*Set exercise A*:
Copy the records from the line containing "of the night" down to the line containing "[[239, 232], [87, 217], [368, 211]]", including both of those lines, and reproduce them without any change.

*Page text*:
################

How to Assess Scheduling Delays in Construction Projects

Legal Article

How to Assess Scheduling Delays in Construction Projects

Almost 80 percent of construction companies expect delays during most of their jobs. However, though certain construction projects will not be able to mitigate project delays, most contractors blame poor job site coordination as the reason for delays. Below is a list of the different types of scheduling delays and the most common reasons why construction projects experience delays.

Types of Scheduling Delays

When a delay occurs on a construction project, it is vital to determine what category of delay this event falls under. The reason for this is that the contractor and subcontractors on the job may be entitled to additional compensation if the project experiences delays. Below are the four common types of delays.

Critical Delays

A critical delay refers to a delay that affects a project’s completion date or important milestones on the project. Because of their nature, a construction company cannot make up time in another area to balance out these delays. While not completely fixable, a skilled construction company can minimize the total delays on the project. If one area of the project experiences delays, the construction company will typically try to work on other areas of the project.

################

*Set exercise B*:
In the article on construction scheduling delays, write out everything from "When a delay" down to "types of delays.", swapping "vital" for "essential".

################

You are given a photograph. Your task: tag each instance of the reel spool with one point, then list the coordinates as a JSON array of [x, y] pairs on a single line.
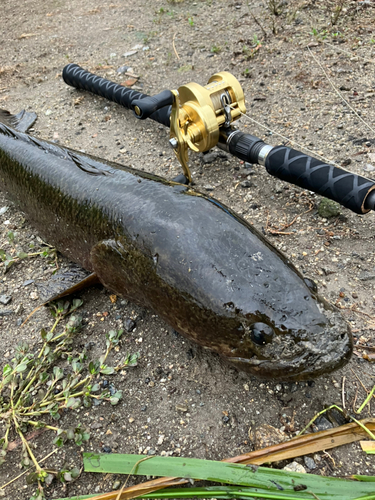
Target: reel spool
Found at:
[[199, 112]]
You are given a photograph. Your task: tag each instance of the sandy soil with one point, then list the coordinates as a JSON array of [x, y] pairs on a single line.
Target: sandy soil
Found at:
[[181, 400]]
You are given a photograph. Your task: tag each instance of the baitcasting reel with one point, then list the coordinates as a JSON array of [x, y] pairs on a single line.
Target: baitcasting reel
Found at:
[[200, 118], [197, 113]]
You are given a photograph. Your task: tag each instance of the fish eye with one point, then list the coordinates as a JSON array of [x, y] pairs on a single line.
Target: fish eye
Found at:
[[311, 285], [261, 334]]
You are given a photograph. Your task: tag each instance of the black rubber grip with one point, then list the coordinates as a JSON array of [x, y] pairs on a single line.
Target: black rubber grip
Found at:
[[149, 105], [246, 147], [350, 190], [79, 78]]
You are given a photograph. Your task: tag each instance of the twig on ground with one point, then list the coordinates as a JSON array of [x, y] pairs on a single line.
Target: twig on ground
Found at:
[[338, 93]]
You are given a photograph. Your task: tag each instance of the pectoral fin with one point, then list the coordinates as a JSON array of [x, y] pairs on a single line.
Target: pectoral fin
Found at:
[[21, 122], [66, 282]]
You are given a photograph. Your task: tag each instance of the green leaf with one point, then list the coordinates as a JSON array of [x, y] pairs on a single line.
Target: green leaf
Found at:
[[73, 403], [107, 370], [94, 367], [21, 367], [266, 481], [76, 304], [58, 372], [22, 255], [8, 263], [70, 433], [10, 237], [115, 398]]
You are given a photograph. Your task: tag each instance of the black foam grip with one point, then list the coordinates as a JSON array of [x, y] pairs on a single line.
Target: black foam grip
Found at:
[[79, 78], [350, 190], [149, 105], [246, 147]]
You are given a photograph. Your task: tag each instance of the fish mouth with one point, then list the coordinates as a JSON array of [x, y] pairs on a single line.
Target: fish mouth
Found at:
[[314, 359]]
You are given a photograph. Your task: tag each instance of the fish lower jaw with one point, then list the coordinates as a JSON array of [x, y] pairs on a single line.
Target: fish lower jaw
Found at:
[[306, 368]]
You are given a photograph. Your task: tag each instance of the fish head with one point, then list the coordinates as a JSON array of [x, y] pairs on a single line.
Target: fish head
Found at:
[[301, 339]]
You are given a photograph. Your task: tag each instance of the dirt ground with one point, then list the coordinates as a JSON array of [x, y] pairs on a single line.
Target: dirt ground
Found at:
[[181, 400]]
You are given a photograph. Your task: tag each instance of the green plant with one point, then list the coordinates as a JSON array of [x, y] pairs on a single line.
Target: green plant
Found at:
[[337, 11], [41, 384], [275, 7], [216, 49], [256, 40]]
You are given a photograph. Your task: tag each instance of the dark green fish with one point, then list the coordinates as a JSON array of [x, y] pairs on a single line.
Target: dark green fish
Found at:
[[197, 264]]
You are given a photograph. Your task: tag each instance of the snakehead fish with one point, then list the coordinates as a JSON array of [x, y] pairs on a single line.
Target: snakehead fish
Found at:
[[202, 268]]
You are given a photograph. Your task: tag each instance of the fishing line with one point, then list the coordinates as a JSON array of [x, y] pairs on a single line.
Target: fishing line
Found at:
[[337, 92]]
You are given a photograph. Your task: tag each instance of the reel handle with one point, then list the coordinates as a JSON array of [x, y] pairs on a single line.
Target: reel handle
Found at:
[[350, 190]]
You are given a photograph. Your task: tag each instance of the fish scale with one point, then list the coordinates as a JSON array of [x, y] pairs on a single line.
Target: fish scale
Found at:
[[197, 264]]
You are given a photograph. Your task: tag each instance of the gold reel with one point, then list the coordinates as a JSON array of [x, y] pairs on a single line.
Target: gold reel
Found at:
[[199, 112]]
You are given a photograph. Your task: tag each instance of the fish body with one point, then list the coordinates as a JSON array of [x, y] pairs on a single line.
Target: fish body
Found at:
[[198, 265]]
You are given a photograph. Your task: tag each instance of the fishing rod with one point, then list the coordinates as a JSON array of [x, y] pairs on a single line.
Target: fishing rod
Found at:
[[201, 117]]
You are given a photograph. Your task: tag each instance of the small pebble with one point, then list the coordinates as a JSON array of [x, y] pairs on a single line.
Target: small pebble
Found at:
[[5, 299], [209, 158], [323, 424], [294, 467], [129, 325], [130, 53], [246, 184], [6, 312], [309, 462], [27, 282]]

################

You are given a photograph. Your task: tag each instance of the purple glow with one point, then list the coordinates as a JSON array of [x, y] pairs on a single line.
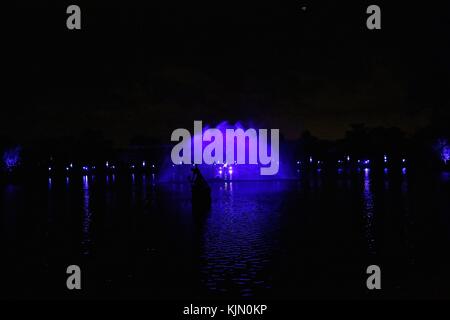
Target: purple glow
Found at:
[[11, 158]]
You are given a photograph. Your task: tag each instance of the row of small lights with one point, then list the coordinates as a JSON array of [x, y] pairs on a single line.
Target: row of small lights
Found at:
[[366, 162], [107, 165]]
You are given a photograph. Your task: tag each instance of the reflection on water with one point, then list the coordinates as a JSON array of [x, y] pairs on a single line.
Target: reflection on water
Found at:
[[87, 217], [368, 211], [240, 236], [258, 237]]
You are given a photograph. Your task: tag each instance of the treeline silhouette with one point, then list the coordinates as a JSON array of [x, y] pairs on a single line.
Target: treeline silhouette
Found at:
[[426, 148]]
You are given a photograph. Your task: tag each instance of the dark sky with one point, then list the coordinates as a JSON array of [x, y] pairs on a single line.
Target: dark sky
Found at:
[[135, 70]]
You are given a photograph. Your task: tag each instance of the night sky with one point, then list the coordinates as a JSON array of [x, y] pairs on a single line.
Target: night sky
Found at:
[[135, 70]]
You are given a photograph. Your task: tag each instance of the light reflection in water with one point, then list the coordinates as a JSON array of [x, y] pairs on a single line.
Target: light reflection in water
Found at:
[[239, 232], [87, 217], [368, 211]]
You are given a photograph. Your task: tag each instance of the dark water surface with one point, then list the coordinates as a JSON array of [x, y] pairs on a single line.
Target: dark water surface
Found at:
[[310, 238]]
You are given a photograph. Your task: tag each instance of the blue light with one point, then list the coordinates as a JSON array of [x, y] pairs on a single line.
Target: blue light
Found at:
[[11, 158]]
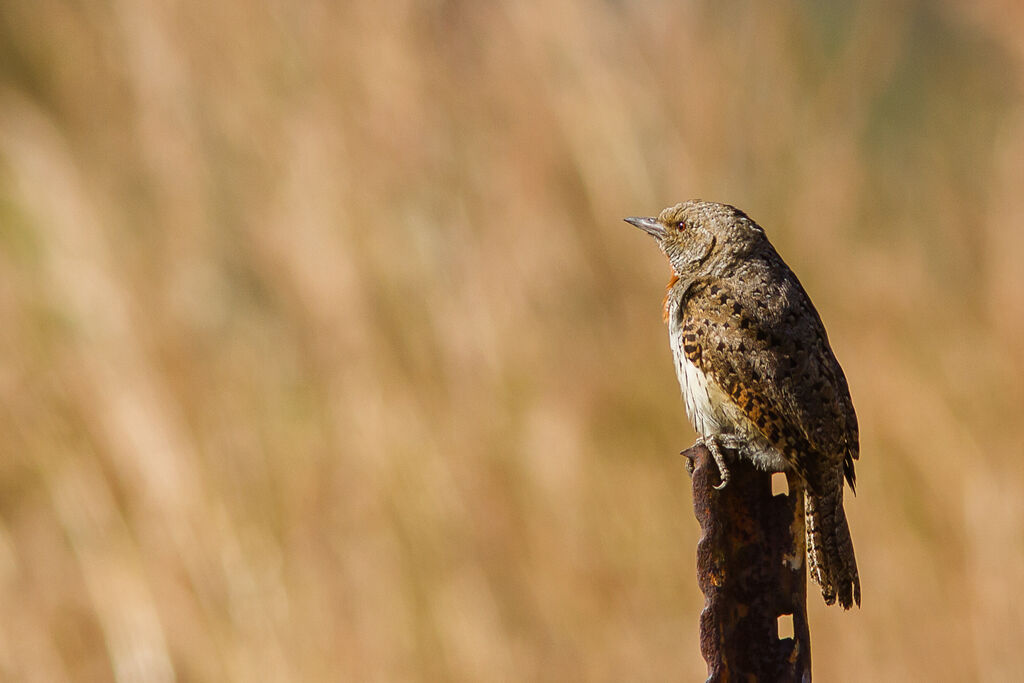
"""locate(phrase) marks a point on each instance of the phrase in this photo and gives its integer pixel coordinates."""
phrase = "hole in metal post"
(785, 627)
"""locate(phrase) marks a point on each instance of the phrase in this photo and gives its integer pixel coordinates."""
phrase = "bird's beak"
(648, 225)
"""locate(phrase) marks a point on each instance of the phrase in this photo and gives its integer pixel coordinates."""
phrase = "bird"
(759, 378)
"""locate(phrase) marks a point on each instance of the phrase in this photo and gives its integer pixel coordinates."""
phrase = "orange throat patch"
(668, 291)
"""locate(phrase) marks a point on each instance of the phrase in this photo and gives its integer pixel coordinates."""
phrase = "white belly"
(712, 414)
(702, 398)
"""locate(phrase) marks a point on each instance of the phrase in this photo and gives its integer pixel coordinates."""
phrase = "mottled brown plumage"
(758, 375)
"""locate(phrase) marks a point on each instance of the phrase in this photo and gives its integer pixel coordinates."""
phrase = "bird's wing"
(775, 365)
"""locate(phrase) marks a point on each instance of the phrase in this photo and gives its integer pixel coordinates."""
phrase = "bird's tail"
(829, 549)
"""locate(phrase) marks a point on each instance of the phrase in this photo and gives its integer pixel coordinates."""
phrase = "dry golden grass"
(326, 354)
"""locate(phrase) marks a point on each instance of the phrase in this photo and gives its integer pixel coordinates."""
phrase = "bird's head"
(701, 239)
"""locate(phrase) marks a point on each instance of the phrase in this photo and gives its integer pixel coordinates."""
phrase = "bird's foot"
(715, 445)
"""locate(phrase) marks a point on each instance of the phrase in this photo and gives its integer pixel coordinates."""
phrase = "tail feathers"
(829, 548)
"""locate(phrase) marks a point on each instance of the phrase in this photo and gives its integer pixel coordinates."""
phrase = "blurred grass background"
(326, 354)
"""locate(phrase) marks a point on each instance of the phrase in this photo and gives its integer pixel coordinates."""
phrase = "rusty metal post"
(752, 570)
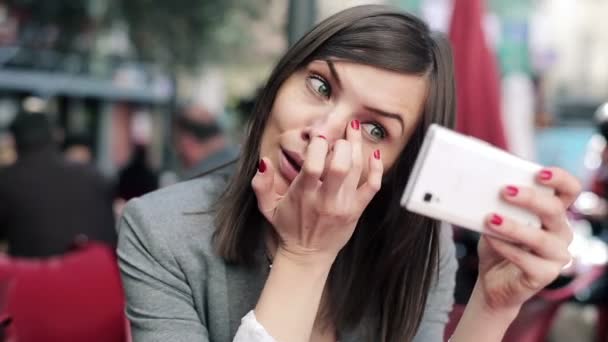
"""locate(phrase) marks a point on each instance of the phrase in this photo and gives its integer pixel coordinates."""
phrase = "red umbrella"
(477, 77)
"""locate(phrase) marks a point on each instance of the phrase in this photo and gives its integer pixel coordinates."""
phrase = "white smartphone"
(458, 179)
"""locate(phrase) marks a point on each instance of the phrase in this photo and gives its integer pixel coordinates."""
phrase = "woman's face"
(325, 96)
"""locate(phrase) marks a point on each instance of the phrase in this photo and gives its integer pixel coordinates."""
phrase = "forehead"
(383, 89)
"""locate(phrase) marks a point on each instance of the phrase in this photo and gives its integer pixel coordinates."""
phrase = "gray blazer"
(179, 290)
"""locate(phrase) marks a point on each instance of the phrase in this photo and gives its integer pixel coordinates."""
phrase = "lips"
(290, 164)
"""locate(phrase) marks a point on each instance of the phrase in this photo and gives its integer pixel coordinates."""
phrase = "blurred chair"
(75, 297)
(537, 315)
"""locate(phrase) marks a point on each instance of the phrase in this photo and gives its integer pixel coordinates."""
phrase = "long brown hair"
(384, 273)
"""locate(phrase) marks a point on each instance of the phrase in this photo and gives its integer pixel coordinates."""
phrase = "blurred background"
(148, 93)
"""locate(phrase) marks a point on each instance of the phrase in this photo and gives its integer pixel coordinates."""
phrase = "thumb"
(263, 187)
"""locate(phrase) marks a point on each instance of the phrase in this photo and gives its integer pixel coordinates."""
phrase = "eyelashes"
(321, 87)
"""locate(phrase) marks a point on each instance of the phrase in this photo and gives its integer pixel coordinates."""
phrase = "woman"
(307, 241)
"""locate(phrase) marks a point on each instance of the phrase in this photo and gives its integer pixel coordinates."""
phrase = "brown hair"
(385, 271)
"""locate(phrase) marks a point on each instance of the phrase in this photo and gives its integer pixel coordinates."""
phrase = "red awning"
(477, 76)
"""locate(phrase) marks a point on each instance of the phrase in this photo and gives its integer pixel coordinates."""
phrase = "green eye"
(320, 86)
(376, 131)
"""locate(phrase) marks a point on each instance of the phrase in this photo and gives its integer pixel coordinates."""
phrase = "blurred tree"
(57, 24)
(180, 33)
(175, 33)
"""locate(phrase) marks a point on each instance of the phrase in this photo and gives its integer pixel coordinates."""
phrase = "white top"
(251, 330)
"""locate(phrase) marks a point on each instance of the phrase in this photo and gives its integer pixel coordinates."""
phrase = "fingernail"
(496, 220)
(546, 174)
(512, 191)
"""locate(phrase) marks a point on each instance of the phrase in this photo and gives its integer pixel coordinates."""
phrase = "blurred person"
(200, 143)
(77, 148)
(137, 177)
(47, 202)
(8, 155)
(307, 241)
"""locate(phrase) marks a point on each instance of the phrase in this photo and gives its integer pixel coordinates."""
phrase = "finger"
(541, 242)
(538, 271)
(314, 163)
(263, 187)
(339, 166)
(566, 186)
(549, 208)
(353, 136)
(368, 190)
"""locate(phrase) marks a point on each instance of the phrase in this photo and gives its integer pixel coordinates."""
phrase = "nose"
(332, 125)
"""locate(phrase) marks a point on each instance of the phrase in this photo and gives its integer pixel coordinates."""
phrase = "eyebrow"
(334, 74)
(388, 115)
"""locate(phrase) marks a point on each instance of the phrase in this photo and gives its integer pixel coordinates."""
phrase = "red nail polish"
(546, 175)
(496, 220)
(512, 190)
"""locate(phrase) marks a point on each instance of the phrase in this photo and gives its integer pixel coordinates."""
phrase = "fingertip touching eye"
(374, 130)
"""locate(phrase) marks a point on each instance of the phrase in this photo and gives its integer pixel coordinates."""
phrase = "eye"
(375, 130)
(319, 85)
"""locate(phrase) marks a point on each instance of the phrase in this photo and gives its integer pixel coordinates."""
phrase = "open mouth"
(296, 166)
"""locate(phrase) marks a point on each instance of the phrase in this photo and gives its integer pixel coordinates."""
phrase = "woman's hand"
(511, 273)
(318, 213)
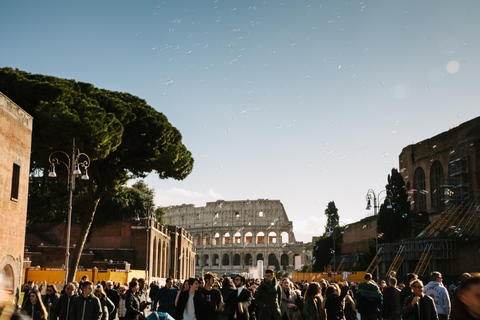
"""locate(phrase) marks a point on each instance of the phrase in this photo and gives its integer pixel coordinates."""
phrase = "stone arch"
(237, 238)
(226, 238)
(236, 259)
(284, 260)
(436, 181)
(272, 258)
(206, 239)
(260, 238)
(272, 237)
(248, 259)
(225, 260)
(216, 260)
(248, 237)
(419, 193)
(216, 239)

################

*Exercise answer A*:
You are given a photograph. Your task: tag each instance of the night sky with one point, then list the coordinates as a JSON array of [x, y] pairs on a single line.
Target: night sky
Found at:
[[135, 70]]
You are given a photograph. Your task: tag each instance of the light reflection in water with one point, then list the coordinates as a JSON array of [x, y] pairs on a single line.
Target: light reflection in water
Found at:
[[239, 232], [87, 217], [368, 211]]

*Exercise answer B*:
When a delay occurs on a construction project, it is essential to determine what category of delay this event falls under. The reason for this is that the contractor and subcontractors on the job may be entitled to additional compensation if the project experiences delays. Below are the four common types of delays.